--- Start SOURCE TEXT ---
Make a gridfile (target.grid) of the form:

gridtype   =     lonlat
xsize      =     500
ysize      =     200
xfirst     =     5.7
xinc       =     0.01
yfirst     =     45.70
yinc       =     0.01

and run cdo remapbil,target.grid input output.

Industry Standard seems to be remapcon (conservative), remapbil is bilinear remapping.

Subset some variables into a new file

To take a couple of variables and put it into a new file (e.g. if remapping fails due to errors related to single coordinates), you can run

cdo select,name=ASWDIR_S,ATHD_S laf2019060702.nc out.nc

Example: get SW and LW in data from lafXX.nc files to put as boundary condition into the dynamic file.. Possible procedure goes as follows:

  • For interesting timesteps: subset ASWDIR_S and ATHD_S to a separate file.

  • ncrcat 060{0702..0800}.nc jor1.nc them together to one file with a time series.

  • remap the new file to a grid that equals the parent static driver extents with cdo remapbil,grid.grid jor1.nc jor1rmp.nc.

  • Use xarray to create an average over the spatial dimensions (ds.ASWDIR_S.mean(dim=[lon','lat']))

    >>> import xarray as xr
    >>> ds = xr.open_dataset('jor1rmp.nc')
    >>> ds
    <xarray.Dataset>
    Dimensions:    (lat: 60, lon: 80, time: 25)
    Coordinates:
      * time       (time) datetime64[ns] 2019-06-07T02:00:00 ... 2019-06-08T02:00:00
      * lon        (lon) float64 6.563 6.564 6.565 6.566 ... 6.639 6.64 6.641 6.642
      * lat        (lat) float64 46.73 46.73 46.73 46.73 ... 46.78 46.78 46.78 46.79
    Data variables:
        ASWDIFD_S  (time, lat, lon) float32 ...
        ATHD_S     (time, lat, lon) float32 ...
        ASWDIR_S   (time, lat, lon) float32 ...
--- End SOURCE TEXT ---
BRIEF >> Translate this sentence from the remapping notes into Spanish: "Industry Standard seems to be remapcon (conservative), remapbil is bilinear remapping." The records have no connection to the remapping notes.
--- Start RAW RECORDS ---
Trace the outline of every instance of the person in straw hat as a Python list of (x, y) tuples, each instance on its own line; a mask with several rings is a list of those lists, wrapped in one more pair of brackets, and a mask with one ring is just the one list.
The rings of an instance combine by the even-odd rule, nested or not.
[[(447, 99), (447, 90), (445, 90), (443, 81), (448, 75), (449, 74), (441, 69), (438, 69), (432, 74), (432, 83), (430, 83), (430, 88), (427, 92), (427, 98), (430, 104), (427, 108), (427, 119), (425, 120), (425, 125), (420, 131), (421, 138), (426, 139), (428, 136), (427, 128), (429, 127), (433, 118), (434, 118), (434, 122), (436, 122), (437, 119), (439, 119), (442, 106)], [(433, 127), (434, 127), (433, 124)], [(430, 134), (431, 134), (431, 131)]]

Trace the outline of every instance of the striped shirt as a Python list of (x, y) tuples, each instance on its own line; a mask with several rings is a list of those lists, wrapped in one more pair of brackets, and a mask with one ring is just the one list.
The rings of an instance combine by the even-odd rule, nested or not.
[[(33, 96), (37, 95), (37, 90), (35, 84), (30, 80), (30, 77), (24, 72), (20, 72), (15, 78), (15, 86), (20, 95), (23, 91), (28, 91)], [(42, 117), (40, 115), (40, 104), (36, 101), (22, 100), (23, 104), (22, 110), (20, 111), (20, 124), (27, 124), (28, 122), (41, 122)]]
--- End RAW RECORDS ---
TASK RESULT >> El estándar de la industria parece ser remapcon (conservativo), remapbil es el remapeo bilineal.